▶ _WHAT TO DO_:
Since only part of the records is wanted, repeat exactly the lines from the one containing "</instance>" through the last line, both included.

▶ _INFORMATION SHOWN_:
* * * * *

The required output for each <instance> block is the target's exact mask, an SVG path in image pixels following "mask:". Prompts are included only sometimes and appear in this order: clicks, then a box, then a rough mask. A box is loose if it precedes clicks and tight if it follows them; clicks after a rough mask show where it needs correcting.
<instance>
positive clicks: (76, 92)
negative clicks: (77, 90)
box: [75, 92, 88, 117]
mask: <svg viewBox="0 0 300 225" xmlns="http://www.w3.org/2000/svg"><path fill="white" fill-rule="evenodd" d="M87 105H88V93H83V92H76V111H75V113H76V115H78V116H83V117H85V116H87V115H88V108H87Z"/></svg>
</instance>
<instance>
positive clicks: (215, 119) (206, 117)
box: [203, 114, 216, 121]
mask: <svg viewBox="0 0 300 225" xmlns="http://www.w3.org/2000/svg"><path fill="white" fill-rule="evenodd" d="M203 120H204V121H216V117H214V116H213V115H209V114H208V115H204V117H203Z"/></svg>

* * * * *

▶ _RESULT_:
</instance>
<instance>
positive clicks: (215, 119) (206, 117)
box: [203, 114, 216, 121]
mask: <svg viewBox="0 0 300 225" xmlns="http://www.w3.org/2000/svg"><path fill="white" fill-rule="evenodd" d="M203 120H204V121H216V117H214V116H213V115H209V114H208V115H204V117H203Z"/></svg>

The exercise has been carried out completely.